Lines of data:

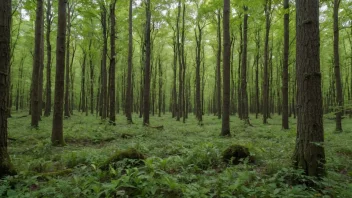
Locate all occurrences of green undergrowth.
[0,112,352,198]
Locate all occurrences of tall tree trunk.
[334,0,343,131]
[31,0,44,128]
[125,0,133,124]
[143,0,151,126]
[51,0,67,146]
[293,0,325,176]
[221,0,231,136]
[0,0,16,178]
[44,0,53,117]
[109,0,116,125]
[241,6,250,125]
[216,9,221,119]
[282,0,290,129]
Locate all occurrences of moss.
[222,145,254,165]
[100,148,146,170]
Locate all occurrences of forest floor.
[0,112,352,198]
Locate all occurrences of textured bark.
[51,0,67,146]
[263,0,271,124]
[241,6,250,124]
[109,0,116,125]
[293,0,325,176]
[31,0,44,128]
[282,0,290,129]
[44,0,53,117]
[125,0,133,123]
[333,0,343,131]
[221,0,231,136]
[143,0,151,126]
[0,0,16,178]
[216,10,221,119]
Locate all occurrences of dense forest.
[0,0,352,198]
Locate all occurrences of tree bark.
[282,0,290,129]
[143,0,151,126]
[109,0,116,125]
[221,0,231,136]
[333,0,343,132]
[125,0,133,124]
[293,0,325,176]
[51,0,67,146]
[31,0,44,128]
[0,0,16,178]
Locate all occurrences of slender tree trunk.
[125,0,133,124]
[51,0,67,146]
[263,0,271,124]
[282,0,290,129]
[143,0,151,126]
[0,0,16,178]
[333,0,343,132]
[293,0,325,176]
[31,0,44,128]
[221,0,231,136]
[241,6,250,125]
[109,0,116,125]
[216,9,221,119]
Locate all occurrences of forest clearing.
[0,0,352,198]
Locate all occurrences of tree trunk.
[143,0,151,126]
[241,6,250,125]
[51,0,67,146]
[263,0,271,124]
[221,0,231,136]
[31,0,44,128]
[293,0,325,176]
[109,0,116,125]
[282,0,290,129]
[0,0,16,178]
[333,0,343,132]
[216,9,221,119]
[44,0,53,117]
[125,0,133,124]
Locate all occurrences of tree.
[293,0,325,176]
[109,0,116,125]
[143,0,151,126]
[51,0,67,146]
[44,0,53,116]
[221,0,231,136]
[241,6,250,125]
[333,0,343,131]
[31,0,44,128]
[282,0,290,129]
[125,0,133,124]
[0,0,16,178]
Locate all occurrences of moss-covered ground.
[0,112,352,198]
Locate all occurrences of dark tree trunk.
[0,0,16,178]
[31,0,44,128]
[125,0,133,124]
[282,0,290,129]
[241,6,250,124]
[221,0,231,136]
[333,0,343,131]
[51,0,67,146]
[293,0,325,176]
[216,10,221,119]
[109,0,116,125]
[100,4,108,119]
[44,0,53,117]
[64,2,72,117]
[263,0,271,124]
[143,0,151,126]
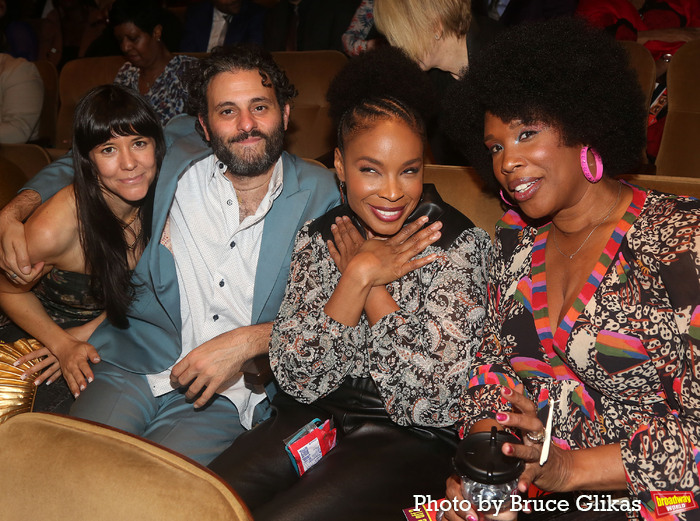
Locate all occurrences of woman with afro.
[211,47,490,521]
[444,19,700,520]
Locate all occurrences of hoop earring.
[498,188,515,206]
[580,146,603,183]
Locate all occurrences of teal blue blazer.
[24,116,340,374]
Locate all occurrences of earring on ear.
[339,181,345,204]
[498,188,515,206]
[579,146,603,183]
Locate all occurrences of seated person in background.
[0,0,39,61]
[342,0,377,56]
[109,0,197,125]
[0,53,44,143]
[180,0,265,52]
[374,0,500,165]
[0,45,339,464]
[0,85,165,412]
[445,18,700,520]
[211,47,491,521]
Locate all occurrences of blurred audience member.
[265,0,360,52]
[472,0,578,26]
[0,53,44,143]
[39,0,95,69]
[180,0,265,52]
[109,0,196,125]
[374,0,500,164]
[0,0,39,61]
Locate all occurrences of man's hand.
[0,190,44,283]
[170,322,272,409]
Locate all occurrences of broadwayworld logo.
[651,492,698,516]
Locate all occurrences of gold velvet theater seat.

### EXERCISE DESCRIPTION:
Can you transcribe every line of the data above word for word, leaving the pictures out of your answer?

### OUTPUT OF THE EXERCISE:
Locate all occurrences of green undergrowth.
[0,112,352,198]
Locate all occurrences of tall tree trunk.
[334,0,343,131]
[31,0,44,128]
[125,0,133,124]
[143,0,151,126]
[51,0,67,146]
[293,0,325,176]
[221,0,231,136]
[0,0,16,178]
[44,0,53,117]
[109,0,116,125]
[241,6,250,125]
[216,9,221,119]
[282,0,290,129]
Locate all occurrences of moss.
[222,145,254,165]
[100,148,146,170]
Locate all occurrences of forest floor.
[0,112,352,198]
Locate all occurrences of textured bark.
[51,0,67,146]
[263,0,271,124]
[241,6,250,124]
[109,0,116,125]
[293,0,325,176]
[31,0,44,128]
[282,0,290,129]
[44,0,53,117]
[125,0,133,123]
[333,0,343,131]
[221,0,231,136]
[143,0,151,126]
[0,0,16,178]
[216,10,221,119]
Locate all occurrences of dense forest.
[0,0,352,198]
Locate all occurrences of tree bark.
[282,0,290,129]
[143,0,151,126]
[109,0,116,125]
[221,0,231,136]
[333,0,343,132]
[125,0,133,124]
[293,0,325,176]
[51,0,67,146]
[31,0,44,128]
[0,0,16,178]
Locate all occurrences of slender tree trunk.
[125,0,133,124]
[51,0,67,146]
[263,0,271,124]
[282,0,290,129]
[143,0,151,126]
[0,0,16,178]
[333,0,343,132]
[293,0,325,176]
[31,0,44,128]
[221,0,231,136]
[241,6,250,125]
[109,0,116,125]
[216,9,221,119]
Locate all occurrences of forest clearing.
[0,0,352,198]
Locate all occurrences of tree trunk.
[143,0,151,126]
[241,6,250,125]
[51,0,67,146]
[263,0,271,124]
[221,0,231,136]
[31,0,44,128]
[293,0,325,176]
[109,0,116,125]
[282,0,290,129]
[0,0,16,178]
[333,0,343,132]
[216,9,221,119]
[44,0,53,117]
[125,0,133,124]
Locate all occurrences of tree.
[293,0,325,176]
[109,0,116,125]
[143,0,151,126]
[51,0,67,146]
[44,0,53,116]
[221,0,231,136]
[241,6,250,125]
[333,0,343,131]
[31,0,44,128]
[282,0,290,129]
[125,0,133,124]
[0,0,16,178]
Locate all occurrences of moss-covered ground.
[0,112,352,198]
Locate all occurrences of dark tree trunk.
[0,0,16,178]
[31,0,44,128]
[125,0,133,124]
[282,0,290,129]
[241,6,250,124]
[221,0,231,136]
[333,0,343,131]
[51,0,67,146]
[293,0,325,176]
[216,10,221,119]
[109,0,116,125]
[100,4,108,119]
[44,0,53,117]
[64,2,72,117]
[263,0,271,124]
[143,0,151,126]
Locate all occurrences of woman with afro.
[211,47,490,521]
[444,19,700,520]
Locate all occurrences of hoop earring.
[498,188,515,206]
[580,146,603,183]
Locate all occurrences of teal blue blazer.
[24,116,340,374]
Locate all occurrences of earring on ear.
[339,181,345,204]
[498,188,515,206]
[579,146,603,183]
Locate all occurrences of seated person in background.
[0,0,39,61]
[342,0,377,56]
[109,0,197,125]
[0,53,44,143]
[180,0,265,52]
[374,0,500,165]
[0,45,339,464]
[0,85,165,412]
[445,18,700,520]
[211,47,491,521]
Locate all occurrences of blurred audience member.
[265,0,360,52]
[472,0,578,26]
[0,53,44,143]
[39,0,95,69]
[180,0,265,52]
[109,0,196,125]
[374,0,500,164]
[0,0,39,61]
Locate all occurrences of man's hand.
[0,190,44,283]
[170,322,272,409]
Locate all occurrences of broadwayworld logo.
[651,492,698,516]
Locate all occurrences of gold velvet theater seat.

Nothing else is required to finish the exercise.